_Text segment_:
In 2013, Sampson and colleagues Daniel Tellijohn and Marty Frana started Limb Lab, opening the first location in Mankato. The flagship store in Rochester opened the next year.
Their skill has led to a partnership with Mayo Clinic, a leading destination for veterans who have lost limbs in battle.
Sampson's unconventional approach draws amputees from all over the country.
"I sit down with my blank sheet of paper and say 'This is my plan for you. My brilliant plan: Absolutely nothing. You tell me five thing that you want to do that you can't do right now,'" he said.
Sampson says involving the customer at the start creates a more satisfactory product, and leads to satisfied customers who rarely question costs that can be in the thousands.
"They feel like they were part of the solution in recreating themselves," he said.
Sampson and his team also wanted to bring what it means to be an amputee into the open.
"We wanted to create a space that felt like an art studio that was encouraging of the creative process," he said. "We wanted to take the stigma out of wearing a prosthesis or an orthosis and we wanted to make them wearable art."
There has been lots of social pressure to hide prosthetic limbs, Sampson said. People needing artificial limbs can be perceived as "damaged." A physician who can't save an arm or a leg may perceive that as a failure.
Rather than being hidden in the back, Limb Lab's prosthetics shop is enclosed in glass and faces a busy intersection. Anyone who happens to be walking by can get a front row view of the limb-making process.
The waiting area, with deep leather sofas and accents of reclaimed wood, displays large black-and-white photographs of Limb Lab clients showing off their prosthetics.
"The prosthesis that he made is actually beautiful," said 74-year-old Horst Kruppa, who splits his time between Austin, Minn., and Florida. Kruppa has had a variety of prosthetics since he lost his entire leg to cancer at age 26. Some were made of wood, some were too heavy, others too hot and some just didn't fit well, he said.
Kruppa said Sampson, unlike other leg makers, involved him in the creative process, and made his best-fitting leg to date.
"It was quite refreshing to find a young man that was thinking outside the box and that creates new things for each individual because we are all unique," Kruppa said.
Younger customers come to Limb Lab, too, including 6-year-old Rusheka Goodhall from Jamaica, who lost her leg to cancer at age 4. With some financial assistance from Limb Lab's foundation, Rusheka and her mother are able to stay in Rochester long enough for Limb Lab to make Rusheka her first artificial leg.
As Tellijohn slips Rusheka's residual limb into the new prosthesis, it tickles, and she fills the place with peals of laughter.
Correction (Dec. 19, 2016): Captions in an earlier version used the wrong last name for Rusheka Goodhall.

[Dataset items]

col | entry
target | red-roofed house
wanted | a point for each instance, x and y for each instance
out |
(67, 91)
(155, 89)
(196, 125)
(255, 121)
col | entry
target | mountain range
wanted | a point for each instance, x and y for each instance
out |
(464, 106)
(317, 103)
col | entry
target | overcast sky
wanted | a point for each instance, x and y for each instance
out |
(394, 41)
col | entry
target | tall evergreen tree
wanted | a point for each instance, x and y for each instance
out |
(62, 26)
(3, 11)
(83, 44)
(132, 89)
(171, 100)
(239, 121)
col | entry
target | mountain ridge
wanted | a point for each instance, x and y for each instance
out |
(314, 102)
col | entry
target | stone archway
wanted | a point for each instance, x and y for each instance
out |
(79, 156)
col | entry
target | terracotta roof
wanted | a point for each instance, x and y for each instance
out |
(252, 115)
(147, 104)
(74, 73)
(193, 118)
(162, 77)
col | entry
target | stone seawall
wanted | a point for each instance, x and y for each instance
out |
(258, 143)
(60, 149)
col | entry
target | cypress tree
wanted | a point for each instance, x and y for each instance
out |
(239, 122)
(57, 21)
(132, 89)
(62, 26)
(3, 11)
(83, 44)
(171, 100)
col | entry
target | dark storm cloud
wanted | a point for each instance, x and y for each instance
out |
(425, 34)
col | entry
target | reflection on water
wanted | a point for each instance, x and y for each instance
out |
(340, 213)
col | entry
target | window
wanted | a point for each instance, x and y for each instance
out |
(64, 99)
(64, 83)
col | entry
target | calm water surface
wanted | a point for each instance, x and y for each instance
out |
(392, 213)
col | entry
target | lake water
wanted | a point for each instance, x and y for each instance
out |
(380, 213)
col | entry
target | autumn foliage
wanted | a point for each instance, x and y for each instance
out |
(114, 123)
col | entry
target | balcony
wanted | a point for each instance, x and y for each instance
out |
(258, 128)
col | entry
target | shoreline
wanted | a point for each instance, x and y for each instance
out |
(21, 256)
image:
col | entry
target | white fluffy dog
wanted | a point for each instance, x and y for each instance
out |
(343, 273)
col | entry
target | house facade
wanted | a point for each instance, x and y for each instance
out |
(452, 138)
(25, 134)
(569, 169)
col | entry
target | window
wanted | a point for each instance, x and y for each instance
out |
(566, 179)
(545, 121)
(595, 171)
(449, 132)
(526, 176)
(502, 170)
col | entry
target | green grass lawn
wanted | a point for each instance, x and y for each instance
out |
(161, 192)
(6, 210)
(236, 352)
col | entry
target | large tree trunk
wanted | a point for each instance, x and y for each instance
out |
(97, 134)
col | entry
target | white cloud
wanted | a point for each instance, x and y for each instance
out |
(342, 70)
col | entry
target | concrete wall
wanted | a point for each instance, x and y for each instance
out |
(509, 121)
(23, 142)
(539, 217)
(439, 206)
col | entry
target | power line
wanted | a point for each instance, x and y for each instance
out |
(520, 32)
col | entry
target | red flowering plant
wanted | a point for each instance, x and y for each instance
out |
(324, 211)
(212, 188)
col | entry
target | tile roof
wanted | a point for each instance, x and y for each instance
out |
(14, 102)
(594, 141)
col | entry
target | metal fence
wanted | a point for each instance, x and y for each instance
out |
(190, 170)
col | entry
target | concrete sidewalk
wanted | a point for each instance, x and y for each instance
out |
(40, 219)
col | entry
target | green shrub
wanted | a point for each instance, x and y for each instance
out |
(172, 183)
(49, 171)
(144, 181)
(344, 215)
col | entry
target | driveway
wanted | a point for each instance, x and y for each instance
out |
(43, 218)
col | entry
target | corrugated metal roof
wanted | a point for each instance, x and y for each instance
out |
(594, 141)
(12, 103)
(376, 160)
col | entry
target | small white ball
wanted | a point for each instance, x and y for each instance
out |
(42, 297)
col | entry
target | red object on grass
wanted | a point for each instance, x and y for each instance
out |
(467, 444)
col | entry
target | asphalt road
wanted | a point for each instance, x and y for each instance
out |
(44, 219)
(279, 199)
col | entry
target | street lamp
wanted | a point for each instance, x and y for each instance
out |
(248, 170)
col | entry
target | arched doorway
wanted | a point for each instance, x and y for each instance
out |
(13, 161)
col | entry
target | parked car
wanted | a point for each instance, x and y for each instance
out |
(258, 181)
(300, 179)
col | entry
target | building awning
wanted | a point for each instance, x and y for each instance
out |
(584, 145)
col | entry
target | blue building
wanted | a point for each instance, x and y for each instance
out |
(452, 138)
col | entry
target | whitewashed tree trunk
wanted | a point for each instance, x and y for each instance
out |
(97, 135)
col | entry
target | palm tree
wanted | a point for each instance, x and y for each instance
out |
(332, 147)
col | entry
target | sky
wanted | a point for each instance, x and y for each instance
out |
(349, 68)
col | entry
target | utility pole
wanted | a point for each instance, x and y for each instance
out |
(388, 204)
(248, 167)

_Work to complete_:
A. Transcribe the part of the Limb Lab article between "Sampson says involving" and "as a failure.", inclusive.
B. In which city did Limb Lab open its first location, according to the Limb Lab article?
C. Decide whether each statement agrees with the Limb Lab article. Answer yes or no and quote the words that settle it. (i) Limb Lab's prosthetics shop is hidden in the back. (ii) Horst Kruppa lost his entire leg to cancer at age 26. (iii) Rusheka Goodhall is from Jamaica.

_Results of the exercise_:
A.
Sampson says involving the customer at the start creates a more satisfactory product, and leads to satisfied customers who rarely question costs that can be in the thousands.
"They feel like they were part of the solution in recreating themselves," he said.
Sampson and his team also wanted to bring what it means to be an amputee into the open.
"We wanted to create a space that felt like an art studio that was encouraging of the creative process," he said. "We wanted to take the stigma out of wearing a prosthesis or an orthosis and we wanted to make them wearable art."
There has been lots of social pressure to hide prosthetic limbs, Sampson said. People needing artificial limbs can be perceived as "damaged." A physician who can't save an arm or a leg may perceive that as a failure.

B. Mankato

C.
(i) No: "Rather than being hidden in the back, Limb Lab's prosthetics shop is enclosed in glass and faces a busy intersection."
(ii) Yes: "he lost his entire leg to cancer at age 26"
(iii) Yes: "6-year-old Rusheka Goodhall from Jamaica"